### Task requirements
Identify every line below that contains the word "above", and copy each of those lines in full.

### Information shown
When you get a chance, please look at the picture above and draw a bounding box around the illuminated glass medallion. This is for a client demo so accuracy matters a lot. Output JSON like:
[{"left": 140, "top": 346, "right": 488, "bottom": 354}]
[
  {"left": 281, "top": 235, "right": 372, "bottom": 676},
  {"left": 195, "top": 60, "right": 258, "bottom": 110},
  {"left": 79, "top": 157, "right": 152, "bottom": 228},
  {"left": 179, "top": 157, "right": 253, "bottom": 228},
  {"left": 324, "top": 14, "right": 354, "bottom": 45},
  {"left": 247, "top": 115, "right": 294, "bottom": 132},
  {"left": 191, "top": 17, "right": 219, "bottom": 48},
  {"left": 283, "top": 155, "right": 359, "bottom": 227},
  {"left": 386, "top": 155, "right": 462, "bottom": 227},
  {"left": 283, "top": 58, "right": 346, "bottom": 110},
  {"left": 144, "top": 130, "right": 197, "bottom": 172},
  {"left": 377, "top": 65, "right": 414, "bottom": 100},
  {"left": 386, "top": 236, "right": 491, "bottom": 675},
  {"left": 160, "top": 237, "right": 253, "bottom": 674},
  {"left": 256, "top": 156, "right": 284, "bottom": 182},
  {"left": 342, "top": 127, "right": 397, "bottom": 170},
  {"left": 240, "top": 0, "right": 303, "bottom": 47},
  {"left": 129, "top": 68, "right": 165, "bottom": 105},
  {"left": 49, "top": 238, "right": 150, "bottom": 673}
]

### Answer to this exercise
When you get a chance, please look at the picture above and draw a bounding box around the illuminated glass medallion. This is for a client demo so accuracy matters a lot. Output JSON like:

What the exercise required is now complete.